* [To be done]
Turn each of the rows below into a numbered list of its lines, skipping any blank lines. Leave the pictures out.

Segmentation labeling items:
start
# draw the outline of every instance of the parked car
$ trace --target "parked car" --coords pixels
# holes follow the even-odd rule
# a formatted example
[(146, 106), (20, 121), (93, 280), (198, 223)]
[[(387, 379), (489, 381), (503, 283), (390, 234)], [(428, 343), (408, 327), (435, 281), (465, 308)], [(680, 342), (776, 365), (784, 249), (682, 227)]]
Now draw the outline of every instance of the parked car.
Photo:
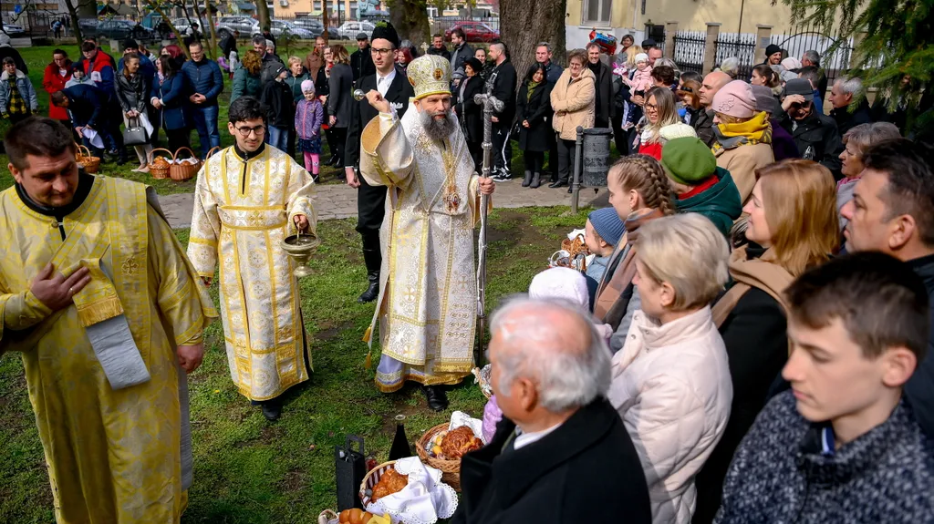
[[(276, 38), (282, 36), (285, 34), (289, 34), (294, 38), (299, 38), (301, 40), (314, 40), (315, 34), (311, 31), (299, 27), (290, 21), (285, 21), (281, 20), (269, 21), (269, 31), (273, 34), (273, 36)], [(242, 32), (241, 32), (242, 33)], [(253, 29), (253, 34), (260, 34), (260, 26)]]
[(106, 20), (97, 24), (97, 35), (103, 38), (123, 40), (135, 38), (146, 40), (155, 38), (155, 32), (129, 20)]
[(451, 32), (460, 29), (468, 42), (495, 42), (500, 39), (500, 32), (482, 21), (460, 21), (445, 31), (445, 41), (451, 41)]
[(218, 38), (233, 34), (234, 31), (239, 31), (241, 36), (247, 37), (247, 35), (260, 32), (260, 22), (249, 17), (220, 17), (214, 22), (214, 29), (218, 34)]
[(373, 23), (368, 21), (346, 21), (344, 25), (337, 28), (336, 33), (342, 40), (353, 40), (361, 33), (366, 33), (366, 36), (369, 38), (375, 28)]
[(308, 31), (311, 32), (312, 34), (315, 35), (316, 38), (319, 36), (322, 33), (324, 33), (324, 24), (321, 23), (321, 21), (319, 20), (315, 20), (310, 18), (301, 18), (301, 19), (295, 19), (295, 21), (293, 21), (292, 23), (301, 27), (302, 29), (307, 29)]
[(3, 32), (7, 34), (10, 38), (20, 38), (21, 36), (26, 35), (26, 31), (21, 25), (15, 23), (4, 23)]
end
* [The reply]
1. # draw the outline of every instance of the parked car
2. $ trace --target "parked car" --coords pixels
3. # holes follow the even-odd rule
4. # a formatted example
5. [(146, 106), (20, 121), (93, 280), (198, 223)]
6. [[(387, 379), (489, 381), (503, 283), (390, 234)], [(428, 343), (408, 327), (435, 281), (465, 308)], [(680, 342), (776, 365), (784, 249), (682, 227)]]
7. Now draw the outline of every instance of the parked car.
8. Photo:
9. [[(276, 38), (282, 36), (285, 34), (289, 34), (294, 38), (299, 38), (301, 40), (314, 40), (315, 34), (311, 31), (299, 27), (290, 21), (285, 21), (281, 20), (269, 21), (269, 31), (273, 34), (273, 36)], [(242, 32), (241, 32), (242, 33)], [(253, 29), (253, 34), (260, 34), (260, 26)]]
10. [(106, 20), (97, 24), (97, 35), (103, 38), (123, 40), (135, 38), (146, 40), (155, 38), (155, 32), (129, 20)]
11. [(451, 32), (460, 29), (468, 42), (495, 42), (500, 39), (500, 32), (482, 21), (460, 21), (445, 31), (445, 41), (451, 41)]
12. [(218, 38), (233, 34), (234, 31), (239, 31), (241, 36), (247, 37), (247, 35), (260, 32), (260, 22), (249, 17), (220, 17), (214, 22), (214, 29), (218, 34)]
13. [(373, 23), (368, 21), (346, 21), (344, 25), (337, 28), (336, 33), (342, 40), (353, 40), (361, 33), (366, 33), (366, 36), (369, 38), (375, 28)]
14. [(308, 31), (311, 32), (312, 34), (315, 35), (316, 38), (319, 36), (322, 33), (324, 33), (324, 24), (321, 23), (321, 21), (319, 20), (315, 20), (310, 18), (301, 18), (301, 19), (295, 19), (295, 21), (293, 21), (292, 23), (301, 27), (302, 29), (307, 29)]
15. [(3, 32), (7, 34), (10, 38), (20, 38), (21, 36), (26, 35), (26, 31), (21, 25), (15, 23), (4, 23)]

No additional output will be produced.